++++ Bagian Dokumen

Nasib Para Pekerja Di Bawah Cengkraman Gig Economy

Bahaya sistem gig economy bagi masa depan pekerja di Indonesia (Foto: PARBOABOA/Pranoto)

PARBOABOA, Jakarta - Para pekerja sektor swasta di Indonesia kini tak bisa berharap banyak akan masa depan mereka.  

Pasalnya, beberapa perusahaan memberlakukan sistem gig economy yang menekankan pekerjaan sementara atau kontrak jangka pendek sebagai solusi operasional.

Sistem ini menimbulkan perhatian luas di kalangan publik, sebab perusahaan memiliki wewenang yang besar untuk memberhentikan kontrak kerja.

Presiden Joko Widodo (Jokowi) dalam Kongres Ikatan Sarjana Ekonomi Indonesia (ISEI) mengungkapkan keprihatinan terkait sistem kerja gig economy.

Jokowi menyampaikan bahwa model ekonomi gig harus diawasi dengan baik. Sebab jika tidak, maka bisa menimbulkan permasalahan serius bagi pekerja, khususnya mereka yang bekerja di sektor swasta.

++++++++

> **Daftar Tugas**
(a) Sunting berita tentang gig economy dengan menuliskan ulang bagian dari "Bahaya sistem gig" sampai dengan "sebagai solusi operasional.", lalu ganti "pekerjaan sementara" dengan "pekerjaan temporer".
(b) Jawablah pertanyaan berikut berdasarkan berita tentang gig economy.
(i) Dalam kongres apa Presiden Joko Widodo mengungkapkan keprihatinannya terkait sistem kerja gig economy?
(ii) Wewenang apa yang dimiliki perusahaan sehingga sistem ini menimbulkan perhatian luas di kalangan publik?
(iii) Menurut Jokowi, pekerja di sektor mana yang khususnya bisa mengalami permasalahan serius?
Gunakan berita tentang gig economy di atas sebagai satu-satunya sumber.

++++ Data Mentah

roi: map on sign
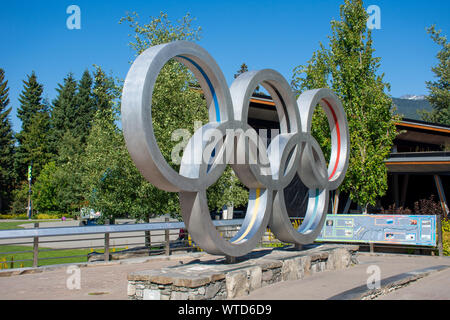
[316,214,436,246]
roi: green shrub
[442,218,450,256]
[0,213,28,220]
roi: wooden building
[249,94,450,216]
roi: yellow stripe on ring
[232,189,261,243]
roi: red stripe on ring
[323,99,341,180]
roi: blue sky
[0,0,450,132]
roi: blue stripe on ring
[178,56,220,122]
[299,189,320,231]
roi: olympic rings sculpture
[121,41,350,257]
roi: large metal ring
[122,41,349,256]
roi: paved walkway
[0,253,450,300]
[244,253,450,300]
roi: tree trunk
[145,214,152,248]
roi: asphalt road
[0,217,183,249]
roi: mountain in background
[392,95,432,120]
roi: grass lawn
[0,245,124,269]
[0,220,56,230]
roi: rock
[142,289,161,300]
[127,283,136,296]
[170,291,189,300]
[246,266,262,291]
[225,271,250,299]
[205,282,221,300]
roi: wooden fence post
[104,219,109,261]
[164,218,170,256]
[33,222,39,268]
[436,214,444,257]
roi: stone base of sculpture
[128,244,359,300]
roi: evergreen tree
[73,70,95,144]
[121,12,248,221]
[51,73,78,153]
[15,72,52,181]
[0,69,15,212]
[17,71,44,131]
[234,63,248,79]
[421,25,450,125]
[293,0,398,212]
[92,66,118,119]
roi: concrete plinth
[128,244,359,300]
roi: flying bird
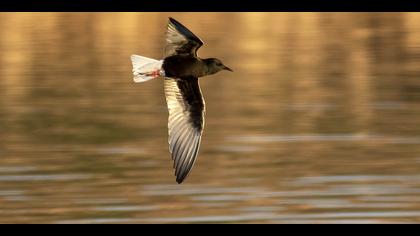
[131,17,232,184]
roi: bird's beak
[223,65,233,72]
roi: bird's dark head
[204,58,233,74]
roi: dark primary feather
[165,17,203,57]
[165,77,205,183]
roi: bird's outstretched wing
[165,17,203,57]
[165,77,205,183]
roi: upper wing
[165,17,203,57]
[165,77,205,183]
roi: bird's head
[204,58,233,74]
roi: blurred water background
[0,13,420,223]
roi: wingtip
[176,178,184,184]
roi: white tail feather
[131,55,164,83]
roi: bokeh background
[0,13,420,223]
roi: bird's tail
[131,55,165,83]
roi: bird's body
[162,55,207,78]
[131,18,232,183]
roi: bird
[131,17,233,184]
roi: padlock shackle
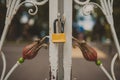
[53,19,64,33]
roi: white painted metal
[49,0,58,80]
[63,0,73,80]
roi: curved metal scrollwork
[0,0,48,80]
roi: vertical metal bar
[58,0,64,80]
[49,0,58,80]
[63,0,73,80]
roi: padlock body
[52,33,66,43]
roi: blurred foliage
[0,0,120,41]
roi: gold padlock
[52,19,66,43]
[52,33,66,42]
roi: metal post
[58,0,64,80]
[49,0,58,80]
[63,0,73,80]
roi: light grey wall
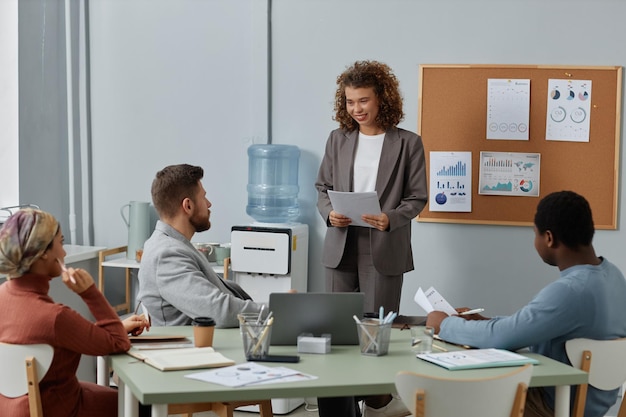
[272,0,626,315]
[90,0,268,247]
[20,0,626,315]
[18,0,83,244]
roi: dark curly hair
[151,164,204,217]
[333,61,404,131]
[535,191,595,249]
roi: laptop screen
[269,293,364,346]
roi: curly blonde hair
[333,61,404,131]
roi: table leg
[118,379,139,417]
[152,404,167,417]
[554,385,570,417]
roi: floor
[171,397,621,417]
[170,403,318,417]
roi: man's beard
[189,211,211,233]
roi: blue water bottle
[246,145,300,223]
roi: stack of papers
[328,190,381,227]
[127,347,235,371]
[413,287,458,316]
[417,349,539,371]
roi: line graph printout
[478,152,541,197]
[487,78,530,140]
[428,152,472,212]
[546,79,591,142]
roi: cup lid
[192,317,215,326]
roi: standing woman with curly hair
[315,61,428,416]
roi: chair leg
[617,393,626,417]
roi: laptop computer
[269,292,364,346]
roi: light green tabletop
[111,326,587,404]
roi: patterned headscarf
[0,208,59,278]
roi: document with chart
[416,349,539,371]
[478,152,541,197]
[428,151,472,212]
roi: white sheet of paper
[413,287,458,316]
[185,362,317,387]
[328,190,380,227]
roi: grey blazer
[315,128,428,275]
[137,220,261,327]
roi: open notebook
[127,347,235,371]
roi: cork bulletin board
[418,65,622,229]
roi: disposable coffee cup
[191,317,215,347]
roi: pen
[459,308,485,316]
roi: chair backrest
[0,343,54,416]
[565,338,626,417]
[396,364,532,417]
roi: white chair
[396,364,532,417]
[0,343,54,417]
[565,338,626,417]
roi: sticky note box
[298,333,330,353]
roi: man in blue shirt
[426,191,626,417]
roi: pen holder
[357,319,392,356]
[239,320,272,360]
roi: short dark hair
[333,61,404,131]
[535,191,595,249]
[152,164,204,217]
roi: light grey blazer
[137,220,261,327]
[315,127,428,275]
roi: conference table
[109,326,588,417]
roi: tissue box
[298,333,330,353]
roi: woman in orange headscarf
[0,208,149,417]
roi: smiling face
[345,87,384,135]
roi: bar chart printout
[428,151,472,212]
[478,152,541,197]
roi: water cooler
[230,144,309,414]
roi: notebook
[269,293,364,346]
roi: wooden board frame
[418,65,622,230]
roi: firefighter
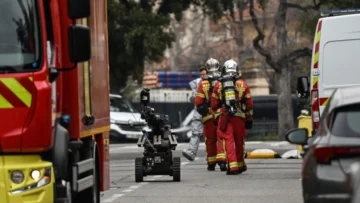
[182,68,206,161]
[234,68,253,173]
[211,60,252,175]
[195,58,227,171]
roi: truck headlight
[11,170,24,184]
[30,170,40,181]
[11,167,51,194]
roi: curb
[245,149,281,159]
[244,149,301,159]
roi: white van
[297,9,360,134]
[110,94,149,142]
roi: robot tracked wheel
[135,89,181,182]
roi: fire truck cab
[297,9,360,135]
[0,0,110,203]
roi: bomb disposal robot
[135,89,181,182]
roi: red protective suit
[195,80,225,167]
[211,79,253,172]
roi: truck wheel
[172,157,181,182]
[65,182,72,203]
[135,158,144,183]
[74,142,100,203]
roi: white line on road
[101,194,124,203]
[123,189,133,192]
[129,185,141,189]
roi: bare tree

++++++++
++++ Data Mentah

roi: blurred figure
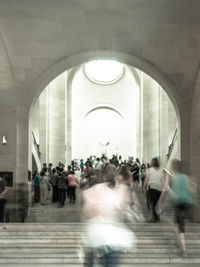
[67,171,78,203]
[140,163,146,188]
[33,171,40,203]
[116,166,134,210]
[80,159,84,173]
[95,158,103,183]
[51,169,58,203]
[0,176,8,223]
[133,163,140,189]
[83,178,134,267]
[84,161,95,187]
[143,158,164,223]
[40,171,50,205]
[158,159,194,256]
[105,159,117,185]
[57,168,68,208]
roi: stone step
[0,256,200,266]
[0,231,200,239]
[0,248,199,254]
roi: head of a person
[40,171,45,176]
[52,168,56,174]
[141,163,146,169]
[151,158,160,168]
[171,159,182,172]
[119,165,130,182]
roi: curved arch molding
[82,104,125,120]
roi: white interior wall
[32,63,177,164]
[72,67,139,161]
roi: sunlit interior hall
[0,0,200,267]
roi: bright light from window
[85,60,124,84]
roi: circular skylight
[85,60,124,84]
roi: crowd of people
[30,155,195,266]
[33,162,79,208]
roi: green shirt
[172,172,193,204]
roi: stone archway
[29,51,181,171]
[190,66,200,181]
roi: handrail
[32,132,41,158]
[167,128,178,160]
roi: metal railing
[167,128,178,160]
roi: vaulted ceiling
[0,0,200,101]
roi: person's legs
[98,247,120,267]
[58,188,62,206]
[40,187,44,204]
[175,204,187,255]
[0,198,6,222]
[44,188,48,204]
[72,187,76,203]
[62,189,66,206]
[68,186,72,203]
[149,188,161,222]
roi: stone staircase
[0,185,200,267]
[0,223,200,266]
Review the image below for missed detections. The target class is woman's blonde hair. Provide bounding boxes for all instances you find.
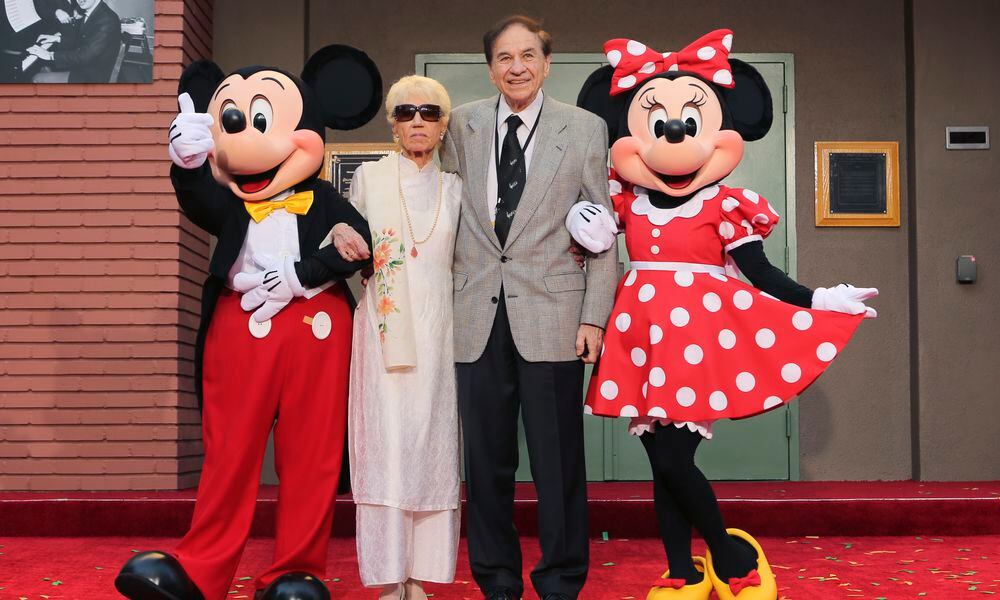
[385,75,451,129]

++++++++
++++ Data Mentah

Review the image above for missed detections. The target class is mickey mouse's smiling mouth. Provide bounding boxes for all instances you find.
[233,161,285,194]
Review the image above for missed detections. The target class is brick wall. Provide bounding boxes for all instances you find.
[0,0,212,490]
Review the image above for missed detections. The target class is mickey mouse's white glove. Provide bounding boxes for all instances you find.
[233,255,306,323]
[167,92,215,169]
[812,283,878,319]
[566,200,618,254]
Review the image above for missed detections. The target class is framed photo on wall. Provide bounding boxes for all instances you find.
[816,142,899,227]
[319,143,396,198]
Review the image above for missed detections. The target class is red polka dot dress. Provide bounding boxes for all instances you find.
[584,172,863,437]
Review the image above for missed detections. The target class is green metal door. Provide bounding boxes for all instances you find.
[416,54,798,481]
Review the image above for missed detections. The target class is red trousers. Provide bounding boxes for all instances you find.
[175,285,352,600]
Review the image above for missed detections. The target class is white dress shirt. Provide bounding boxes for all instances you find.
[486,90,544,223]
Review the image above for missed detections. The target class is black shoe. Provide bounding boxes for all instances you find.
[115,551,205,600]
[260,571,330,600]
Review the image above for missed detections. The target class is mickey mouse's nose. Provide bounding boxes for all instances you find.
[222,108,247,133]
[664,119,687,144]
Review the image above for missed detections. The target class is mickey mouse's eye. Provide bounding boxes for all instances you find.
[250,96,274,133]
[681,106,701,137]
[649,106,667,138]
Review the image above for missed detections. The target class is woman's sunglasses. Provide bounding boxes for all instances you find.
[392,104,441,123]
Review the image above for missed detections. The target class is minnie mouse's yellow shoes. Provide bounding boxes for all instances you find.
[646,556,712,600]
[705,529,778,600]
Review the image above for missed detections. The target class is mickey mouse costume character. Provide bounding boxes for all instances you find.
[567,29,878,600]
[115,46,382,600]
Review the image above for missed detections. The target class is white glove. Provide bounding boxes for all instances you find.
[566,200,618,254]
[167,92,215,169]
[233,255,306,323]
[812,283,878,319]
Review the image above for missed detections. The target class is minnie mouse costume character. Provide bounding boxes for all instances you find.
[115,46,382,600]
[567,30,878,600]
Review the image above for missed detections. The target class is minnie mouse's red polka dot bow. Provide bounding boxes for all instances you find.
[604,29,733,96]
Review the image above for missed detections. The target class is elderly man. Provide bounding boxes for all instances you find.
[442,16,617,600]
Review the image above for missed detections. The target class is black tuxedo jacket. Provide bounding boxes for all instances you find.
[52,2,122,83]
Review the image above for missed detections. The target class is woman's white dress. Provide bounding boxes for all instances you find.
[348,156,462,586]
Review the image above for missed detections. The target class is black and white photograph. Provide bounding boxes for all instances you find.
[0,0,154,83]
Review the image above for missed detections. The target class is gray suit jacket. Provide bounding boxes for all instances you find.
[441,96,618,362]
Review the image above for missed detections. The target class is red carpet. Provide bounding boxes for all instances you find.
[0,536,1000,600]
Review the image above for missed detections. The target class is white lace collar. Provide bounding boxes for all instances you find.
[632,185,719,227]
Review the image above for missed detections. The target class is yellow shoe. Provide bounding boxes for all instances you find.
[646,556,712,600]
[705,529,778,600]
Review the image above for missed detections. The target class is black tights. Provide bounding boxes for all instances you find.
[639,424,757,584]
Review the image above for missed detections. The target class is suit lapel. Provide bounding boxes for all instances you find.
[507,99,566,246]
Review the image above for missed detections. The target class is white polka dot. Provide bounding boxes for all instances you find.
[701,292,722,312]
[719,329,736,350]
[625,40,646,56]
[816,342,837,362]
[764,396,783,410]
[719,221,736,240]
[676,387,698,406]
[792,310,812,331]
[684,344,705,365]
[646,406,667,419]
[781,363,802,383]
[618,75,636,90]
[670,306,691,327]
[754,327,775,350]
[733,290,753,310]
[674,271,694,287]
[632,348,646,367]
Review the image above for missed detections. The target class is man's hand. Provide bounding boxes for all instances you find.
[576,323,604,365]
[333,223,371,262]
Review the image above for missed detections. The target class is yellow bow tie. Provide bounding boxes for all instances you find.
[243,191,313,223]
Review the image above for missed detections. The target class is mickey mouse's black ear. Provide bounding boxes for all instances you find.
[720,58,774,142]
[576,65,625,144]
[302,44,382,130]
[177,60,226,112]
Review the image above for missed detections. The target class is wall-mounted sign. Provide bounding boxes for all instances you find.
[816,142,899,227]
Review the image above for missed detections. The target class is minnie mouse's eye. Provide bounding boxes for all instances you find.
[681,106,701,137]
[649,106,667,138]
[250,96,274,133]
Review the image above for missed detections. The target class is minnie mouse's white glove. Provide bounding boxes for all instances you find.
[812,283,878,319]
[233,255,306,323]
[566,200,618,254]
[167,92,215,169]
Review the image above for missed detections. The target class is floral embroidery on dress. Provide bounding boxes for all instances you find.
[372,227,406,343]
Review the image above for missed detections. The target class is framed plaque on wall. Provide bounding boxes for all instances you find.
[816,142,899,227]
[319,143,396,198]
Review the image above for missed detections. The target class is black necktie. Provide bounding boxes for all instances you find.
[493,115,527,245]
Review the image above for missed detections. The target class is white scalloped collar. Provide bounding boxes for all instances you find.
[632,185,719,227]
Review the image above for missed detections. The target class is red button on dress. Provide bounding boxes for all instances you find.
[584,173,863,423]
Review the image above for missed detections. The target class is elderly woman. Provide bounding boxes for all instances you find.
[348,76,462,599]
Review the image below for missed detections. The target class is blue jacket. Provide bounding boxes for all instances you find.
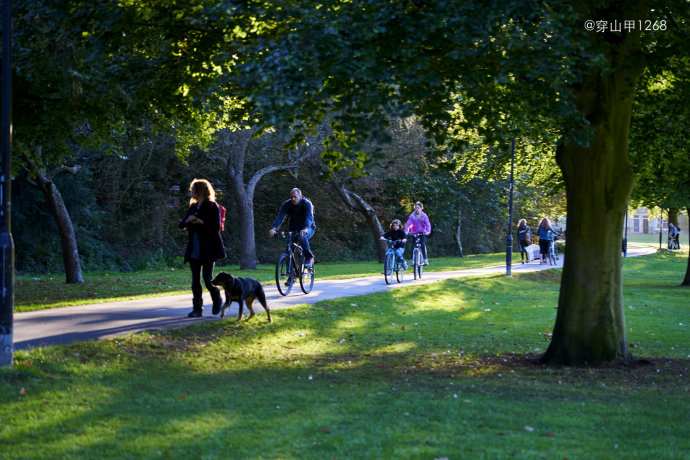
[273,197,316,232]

++++++++

> **Jawaban per Tugas**
(a)
Bahaya sistem gig economy bagi masa depan pekerja di Indonesia (Foto: PARBOABOA/Pranoto)

PARBOABOA, Jakarta - Para pekerja sektor swasta di Indonesia kini tak bisa berharap banyak akan masa depan mereka.  

Pasalnya, beberapa perusahaan memberlakukan sistem gig economy yang menekankan pekerjaan temporer atau kontrak jangka pendek sebagai solusi operasional.

(b)
(i) Kongres Ikatan Sarjana Ekonomi Indonesia (ISEI).
(ii) Perusahaan memiliki wewenang yang besar untuk memberhentikan kontrak kerja.
(iii) Pekerja di sektor swasta.